How Animals Help Children With Special Needs

Horses and Dolphins and Dogs, Oh My!

Animal-Assisted Therapy Provides a Unique Support and Inspiration to Kids with Disabilities

Kids and animals are natural companions. For children with disabilities, that companionship can also include invaluable physical and emotional therapy. Whether it’s strengthening muscles through horseback riding, feeling motivated to improve while swimming with dolphins or gaining confidence with the help and companionship of a service dog, kids with disabilities can benefit from many different kinds of animals.

Animals offer all children the chance to connect to another living being, says Adrian Sandler, M.D., head of the American Academy of Pediatrics’ Committee on Children with Disabilities. But for kids with disabilities, animals can also provide invaluable therapy, he says. Riding a horse, for example, can help a child physically strengthen his or her muscles while also serving as recreation that builds self-esteem.

[Your assignment] Write the next part of the article on animal-assisted therapy for children with disabilities, starting right after its final sentence about horseback riding and self-esteem.

[Given information]

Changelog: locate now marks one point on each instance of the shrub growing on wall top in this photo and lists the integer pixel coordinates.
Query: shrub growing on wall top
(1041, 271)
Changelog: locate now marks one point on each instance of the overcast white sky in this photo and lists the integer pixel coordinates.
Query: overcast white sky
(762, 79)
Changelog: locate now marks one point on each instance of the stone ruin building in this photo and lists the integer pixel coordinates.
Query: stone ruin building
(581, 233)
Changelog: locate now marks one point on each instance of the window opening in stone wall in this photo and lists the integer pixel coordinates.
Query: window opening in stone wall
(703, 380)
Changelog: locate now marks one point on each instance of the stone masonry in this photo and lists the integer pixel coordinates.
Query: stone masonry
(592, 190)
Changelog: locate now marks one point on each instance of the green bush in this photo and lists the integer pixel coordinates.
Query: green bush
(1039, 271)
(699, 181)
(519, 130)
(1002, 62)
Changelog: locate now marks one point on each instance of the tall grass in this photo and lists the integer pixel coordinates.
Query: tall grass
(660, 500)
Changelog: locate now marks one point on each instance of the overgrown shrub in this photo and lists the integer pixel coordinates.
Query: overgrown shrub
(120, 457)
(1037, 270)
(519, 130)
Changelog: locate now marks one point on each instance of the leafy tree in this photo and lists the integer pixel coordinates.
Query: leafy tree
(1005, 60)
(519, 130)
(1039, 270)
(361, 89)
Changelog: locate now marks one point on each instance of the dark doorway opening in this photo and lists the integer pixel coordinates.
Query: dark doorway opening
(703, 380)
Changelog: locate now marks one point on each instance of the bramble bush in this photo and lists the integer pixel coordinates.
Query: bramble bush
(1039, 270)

[Task answer]
"Mastering something new is great for children with disabilities," Sandler says.

"A variety of programs nationwide use animals to assist children with chronic illness and disabilities," notes Maryellen Elcock, Ph.D., director of animal-assisted therapy services for the Delta Society, a national nonprofit organization that works to improve human health through service and therapy animals. Delta’s Pet Partners program alone involves more than 6,000 individuals and organizations that connect people with chronic illness or disabilities to therapy animals.

Although there are no comprehensive national statistics, there’s no doubt that the number of programs that use animals to work with children with disabilities is growing. And some of these programs are producing interesting and promising results, Sandler says. But he emphasizes that the biggest benefit is the relationship children develop with the animals. They become comfortable with them, and they learn the responsibility of caring for another living being.

Service dogs are perhaps the animals most associated with helping disabled people, but horses and dolphins are also used to help children in a multitude of ways. All three animals provide physical therapy benefits, as well as motivation and confidence for the kids involved.

"In terms of therapy associated with different disabilities," Elcock says, "the presence of an animal may make sessions more pleasurable and productive and, therefore, improve therapeutic outcomes."